— PAGE TEXT —

* Start *

It sometimes takes a microcontroller to boot up an FPGA
Modern ICs are little engineering marvels. Think of all the logic working within those
tiny boxes! Can anyone ever fully document how to use these modern miracles? Is it
possible to anticipate all operating conditions? In earlier days, references such as the
Texas Instruments TTL Databook went into exhaustive detail about the innards of each chip,
right down to the types of transistors and resistor values they incorporated. These
simplistic devices, at least from our present perspective, seemed thoroughly documented
and characterized. Today with the proliferation of VLSI, quick turnaround times and short
product lifetimes, this attention to detail is sadly missing. In addition, I personally
question the ancillary knowledge some of these chip designers have in addition to their
general logic equations.
The basis for these cynical thoughts lies in some problems I've recently encountered
with a Xilinx FPGA. This class of device can supposedly replace oodles of logic. However,
as you'll see, this assertion can quickly fall apart when these chips encounter the real,
far-from-ideal, world. We take so much for granted that it comes as a surprise when these
little chips don't function as we expect. And the solution we had to implement makes me
question the whole direction of embedded applications with VLSI parts.
Inadvertent program loss
One of my embedded-instrument designs uses a Xilinx FPGA to replace considerable
chip-selection logic. One device it helped control was the flash memory that served as
main program storage. For three years this hardware worked terrifically until one day
someone forgot to write down some instructions, and the Xilinx house of cards came
crashing down around my metaphorical ears.
No problem ever results from a single event, and this one was no exception. My
customer's salesperson went to put the instrument into a demonstration mode. However,
because no one had written down the procedure, he did it incorrectly. When the demo mode
didn't work he got mad at the instrument, quickly toggled the power off and then on-an
action that corrupted the flash memory. Of course, the description I got was simply that
the instrument lost its program.

* End *

— TASK MATERIAL —
* Start *

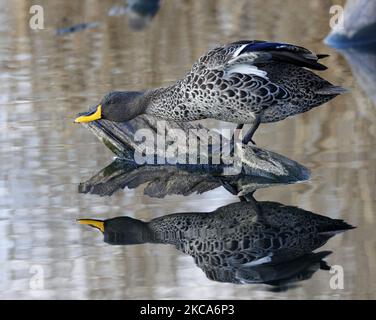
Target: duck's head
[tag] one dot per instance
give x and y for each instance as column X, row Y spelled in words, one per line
column 120, row 230
column 116, row 106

* End *

— TASKS —
**a.** Copy the listing that follows the article on booting an FPGA line for line, leaving out the picture.
**b.** Extend the article on booting an FPGA, starting right after its final sentence.

— ANSWERS TO THE EXERCISE —
**a.**
Target: duck's head
[tag] one dot per instance
give x and y for each instance as column X, row Y spelled in words, one per line
column 120, row 230
column 116, row 106

**b.**
With all such strange occurrences, I always try to go back to the source. Hence I
talked to the salesperson, sympathized with his plight and helped him remember his normal
operation. As it turns out, he said that everyone had problems getting into demo mode and
the accepted procedure was to switch the instrument off then on as quickly as possible to
hide the "problem" from the customer.
I examined the problematic instrument and, sure enough, quickly toggling power would
trash the flash memory's contents. Of course, the first solution that comes to everyone is
simple-don't toggle power in that fashion. And the only reason it had happened in this
case was because of the missing piece of paper. So maybe another solution is to provide
better training. The problem, as we all know, is that the real world is a tough place for
an embedded design, and if a salesperson could break the instrument, you can bet that a
customer could do it just as easily.
With an oscilloscope I discovered that the flash-memory programming voltage (Vpp)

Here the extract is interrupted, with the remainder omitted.